- _Listed records_
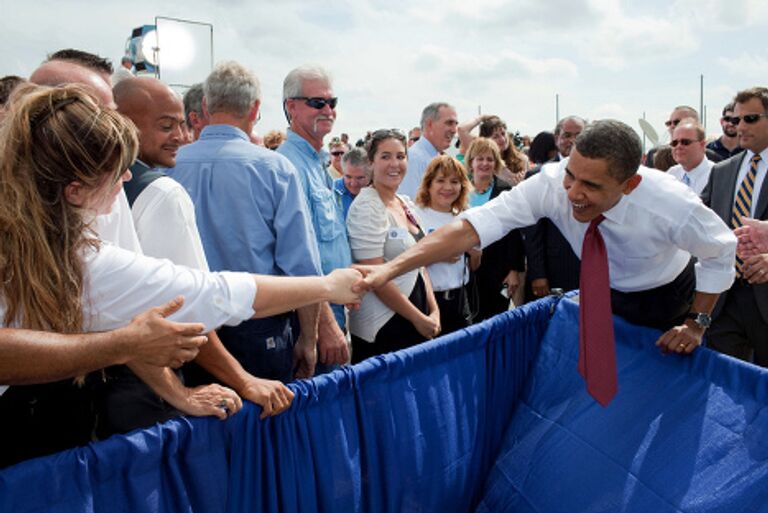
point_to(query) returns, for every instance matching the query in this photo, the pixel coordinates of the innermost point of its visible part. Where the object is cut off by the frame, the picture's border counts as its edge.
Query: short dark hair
(7, 84)
(86, 59)
(193, 101)
(614, 142)
(760, 93)
(379, 136)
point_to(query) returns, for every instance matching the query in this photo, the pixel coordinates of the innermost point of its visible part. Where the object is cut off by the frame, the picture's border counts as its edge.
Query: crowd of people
(161, 259)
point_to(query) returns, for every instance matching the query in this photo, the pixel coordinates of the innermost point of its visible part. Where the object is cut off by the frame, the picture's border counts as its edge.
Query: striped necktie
(742, 205)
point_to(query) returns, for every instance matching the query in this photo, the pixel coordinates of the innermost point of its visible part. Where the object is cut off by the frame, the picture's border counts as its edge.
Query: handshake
(348, 286)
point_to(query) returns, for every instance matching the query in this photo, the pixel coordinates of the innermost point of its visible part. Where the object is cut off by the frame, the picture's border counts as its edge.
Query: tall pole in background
(702, 114)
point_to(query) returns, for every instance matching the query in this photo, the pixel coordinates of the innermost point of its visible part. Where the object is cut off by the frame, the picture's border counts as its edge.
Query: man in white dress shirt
(652, 227)
(689, 151)
(438, 128)
(164, 216)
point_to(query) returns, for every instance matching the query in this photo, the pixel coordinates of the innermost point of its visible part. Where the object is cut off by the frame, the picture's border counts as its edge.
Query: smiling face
(501, 139)
(444, 191)
(441, 131)
(310, 123)
(568, 133)
(482, 167)
(590, 187)
(689, 156)
(161, 130)
(389, 164)
(354, 178)
(752, 136)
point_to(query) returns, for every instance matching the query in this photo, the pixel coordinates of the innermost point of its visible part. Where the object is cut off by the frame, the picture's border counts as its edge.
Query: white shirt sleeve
(121, 284)
(165, 223)
(367, 226)
(705, 236)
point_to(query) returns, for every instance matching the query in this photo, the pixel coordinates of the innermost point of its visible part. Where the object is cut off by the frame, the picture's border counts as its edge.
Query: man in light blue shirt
(309, 104)
(249, 219)
(438, 128)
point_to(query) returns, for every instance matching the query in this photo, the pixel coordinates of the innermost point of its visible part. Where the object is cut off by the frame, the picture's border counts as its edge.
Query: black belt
(449, 295)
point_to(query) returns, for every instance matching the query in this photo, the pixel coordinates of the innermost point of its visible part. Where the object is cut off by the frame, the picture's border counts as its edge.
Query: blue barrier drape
(416, 430)
(684, 434)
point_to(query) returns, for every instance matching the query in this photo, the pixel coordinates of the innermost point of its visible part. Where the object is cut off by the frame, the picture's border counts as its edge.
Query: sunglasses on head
(684, 142)
(316, 102)
(749, 119)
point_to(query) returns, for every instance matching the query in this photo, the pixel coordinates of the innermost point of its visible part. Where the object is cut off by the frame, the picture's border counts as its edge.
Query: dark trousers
(662, 307)
(124, 402)
(454, 309)
(37, 420)
(264, 347)
(398, 333)
(739, 330)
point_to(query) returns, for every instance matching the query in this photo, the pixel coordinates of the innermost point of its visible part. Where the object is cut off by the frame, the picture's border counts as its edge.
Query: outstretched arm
(28, 357)
(449, 240)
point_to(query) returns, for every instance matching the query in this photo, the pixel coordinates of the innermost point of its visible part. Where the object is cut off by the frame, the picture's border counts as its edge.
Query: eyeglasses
(684, 142)
(316, 102)
(749, 119)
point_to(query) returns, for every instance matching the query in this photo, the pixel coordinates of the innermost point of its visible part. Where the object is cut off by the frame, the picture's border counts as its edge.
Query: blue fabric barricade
(416, 430)
(684, 434)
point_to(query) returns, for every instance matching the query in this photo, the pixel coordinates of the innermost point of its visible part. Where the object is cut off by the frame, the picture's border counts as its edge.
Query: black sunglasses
(316, 102)
(749, 119)
(684, 142)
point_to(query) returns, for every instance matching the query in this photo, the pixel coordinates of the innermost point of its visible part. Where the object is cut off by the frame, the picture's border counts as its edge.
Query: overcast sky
(389, 58)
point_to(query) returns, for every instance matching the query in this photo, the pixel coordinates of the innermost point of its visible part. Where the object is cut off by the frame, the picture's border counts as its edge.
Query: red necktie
(597, 349)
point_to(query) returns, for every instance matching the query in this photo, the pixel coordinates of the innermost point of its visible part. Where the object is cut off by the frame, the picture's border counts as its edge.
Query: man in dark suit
(737, 189)
(551, 261)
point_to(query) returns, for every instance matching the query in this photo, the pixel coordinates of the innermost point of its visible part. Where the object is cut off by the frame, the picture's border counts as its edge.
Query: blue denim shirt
(246, 205)
(327, 216)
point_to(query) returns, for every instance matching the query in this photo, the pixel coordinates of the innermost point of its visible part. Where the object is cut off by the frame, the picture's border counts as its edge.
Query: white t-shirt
(444, 275)
(164, 217)
(374, 233)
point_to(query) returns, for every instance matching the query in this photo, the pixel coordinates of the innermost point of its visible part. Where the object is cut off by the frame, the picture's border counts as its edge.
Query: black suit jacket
(498, 259)
(718, 195)
(549, 255)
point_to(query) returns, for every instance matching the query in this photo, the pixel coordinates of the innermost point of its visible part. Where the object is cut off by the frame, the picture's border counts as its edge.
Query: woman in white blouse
(442, 195)
(65, 158)
(382, 225)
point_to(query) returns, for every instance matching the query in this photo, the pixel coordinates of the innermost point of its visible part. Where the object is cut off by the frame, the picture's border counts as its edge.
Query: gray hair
(432, 111)
(614, 142)
(193, 101)
(577, 119)
(231, 88)
(293, 84)
(355, 157)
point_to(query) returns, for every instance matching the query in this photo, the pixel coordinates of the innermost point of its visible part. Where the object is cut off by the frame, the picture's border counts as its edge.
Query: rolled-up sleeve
(705, 236)
(122, 284)
(509, 210)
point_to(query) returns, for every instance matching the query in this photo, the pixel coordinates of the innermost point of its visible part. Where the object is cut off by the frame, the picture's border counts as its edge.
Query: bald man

- _Work required_
Transcribe all the records above word for word, without their images.

- _Answer for the task_
point_to(query) returns, for every instance matching the query in this photo, the pixel coordinates of the innermost point of its visible part. Where the object is cut off by the frame, the picture's border counts as its edge.
Query: short dark hair
(7, 84)
(86, 59)
(193, 101)
(614, 142)
(760, 93)
(379, 136)
point_to(query) returns, for every instance matching the query in this photo, the pixel coordinates of the innermost point of its visible part. Where the object is cut off by the frame, the picture's border counts as its edge.
Query: crowd of people
(161, 259)
point_to(query) returns, for every instance matching the query in this photo, the pixel coordinates of the innermost point of its visible part. Where the object is cut off by the frame, the picture's border counts as its edge.
Query: striped necktie
(742, 205)
point_to(query) returns, for every instance matching the query in this photo, the pixel coordinates of the innermost point of its visible part. Where the object is cut off by the frame, the picture's border counts as its edge.
Query: handshake
(348, 286)
point_to(query) returns, for every instance matching the query in this photo, the pixel coordinates of the innermost point of its visible part. Where the object is cut off by the frame, the picture's border counts as its edge.
Query: tall pole in background
(702, 114)
point_to(query) returns, for every instance matching the query in this photo, the pixel coordinates of the innermost point of its visible part. Where the object is cut off by the frame, the picture's border counts as its edge.
Query: man in white dress shirt
(652, 227)
(689, 151)
(438, 128)
(164, 216)
point_to(query) returns, for every instance matching the query in this photo, the pixel coordinates of the innermost point of its visible part. Where the object is cut off by the frame, the picture's border counts as its edge.
Query: smiling face
(501, 139)
(444, 191)
(441, 131)
(310, 123)
(568, 133)
(482, 167)
(590, 187)
(689, 156)
(161, 130)
(389, 164)
(354, 178)
(752, 136)
point_to(query) returns, for every instance matching the query in this photo, the pixel coordinates of the innermost point of its visible part. Where the object is cut off by the frame, the picture's border counts as its edge.
Query: white shirt sleeve
(121, 284)
(165, 223)
(367, 226)
(705, 236)
point_to(query) returns, for every instance matching the query in this photo, the pixel coordinates of the innermost point of its visible part. Where the object is cut off by the frame, the picture's border counts as its edge.
Query: man in light blue shirt
(309, 104)
(249, 219)
(438, 128)
point_to(query) returns, for every instance matching the query in this photo, the pixel coordinates of the innermost point of its visible part. Where the object is cut off by the frame, the picture's border counts as its edge.
Query: black belt
(449, 295)
point_to(query) returns, for every instance matching the query in this photo, the pixel coordinates of the innermost point of its visible part. Where the object is cut off by the frame, the picture's border counts as its edge.
Query: blue barrier drape
(416, 430)
(684, 434)
point_to(query) returns, for every instance matching the query in this photo, the pixel coordinates of the innermost point of its visible part. Where the object is cut off by the frame, the picture's border counts as its edge.
Query: sunglasses on head
(684, 142)
(316, 102)
(749, 119)
point_to(query) returns, for every instance matching the query in this photo, the pixel coordinates of the innermost point of its visible part. Where the object is cut off by the frame, the picture's border counts as its edge.
Query: dark trousers
(662, 307)
(124, 402)
(454, 309)
(37, 420)
(264, 347)
(398, 333)
(739, 330)
point_to(query) returns, for every instance matching the query in this photo, the pixel coordinates of the innermost point of its visible part. Where the object is cut off by the frame, the picture's border counts as its edge.
Query: outstretched arm
(28, 357)
(449, 240)
point_to(query) returns, for every instance matching the query in this photo, the pixel coordinates of the innermost point of its visible part. Where the object is cut off by the frame, the picture's border counts as its edge.
Query: eyeglasses
(684, 142)
(316, 102)
(749, 119)
point_to(query) returns, for every instance matching the query in this photo, the pixel coordinates of the innermost point of its visible part. Where the object is cut off by the frame, the picture's border counts as its edge.
Query: blue fabric barricade
(416, 430)
(684, 434)
point_to(query) returns, for every instance matching the query in this photo, the pixel coordinates of the innermost point of its visible part. Where the object is cut off by the frame, the picture's border counts as its edge.
Query: black sunglasses
(316, 102)
(749, 119)
(684, 142)
point_to(query) returns, for every instance matching the query in this photo, the pixel coordinates of the innermost point of its visible part. Where the object is cut off by the frame, the picture's border counts as its edge.
Query: overcast sky
(389, 58)
point_to(query) returns, for every instance matching the query in this photo, the pixel coordinates of the innermost point of its visible part. Where the object is cut off by the frame, the picture's border counts as its edge.
Query: red necktie
(597, 349)
point_to(query) returns, for every instance matching the query in this photo, the pixel coordinates of the innermost point of its visible part. Where the object is cut off by the frame, the picture's border counts as its edge.
Query: man in dark suit
(737, 189)
(551, 261)
point_to(query) returns, for every instance matching the query in this photo, the pixel coordinates of the innermost point of its visible part. Where the object is cut off by the frame, the picture's border counts as its edge.
Query: blue denim shirt
(246, 205)
(327, 216)
point_to(query) returns, for every instance matching the query in this photo, the pixel coordinates of the innermost point of its visible part. Where the object is cut off by the frame, the picture's border counts as its edge.
Query: white t-shirt
(444, 275)
(164, 217)
(374, 233)
point_to(query) returns, for every instance matching the query in this photo, the pixel coordinates of the innermost point of its visible part. Where the object is cut off by the frame, the picture's border counts as its edge.
Query: black suit jacket
(498, 259)
(718, 195)
(549, 255)
point_to(query) returns, for every instance matching the query in this photo, the pixel coordinates of the innermost point of its visible part. Where the object is cut off by the frame, the picture's border counts as its edge.
Query: woman in white blouse
(442, 195)
(65, 158)
(382, 225)
point_to(query) returns, for every instance matching the query in this photo, the pixel coordinates of the innermost point of its visible part. Where the object is cut off by the frame, the picture's border counts as its edge.
Query: gray hair
(432, 111)
(614, 142)
(193, 101)
(577, 119)
(231, 88)
(293, 84)
(355, 157)
point_to(query) returns, for every instance matching the query in this photo, the pixel coordinates of the innermost point of its visible part. Where the object is cut off by the frame, the picture's border counts as its edge.
Query: rolled-up sleeve
(705, 236)
(122, 284)
(509, 210)
point_to(query) returns, for every instance matching the query in this photo, the pixel coordinates of the innermost point of its visible part. Where the object is cut off by the frame, the picture's border counts as its edge.
Query: bald man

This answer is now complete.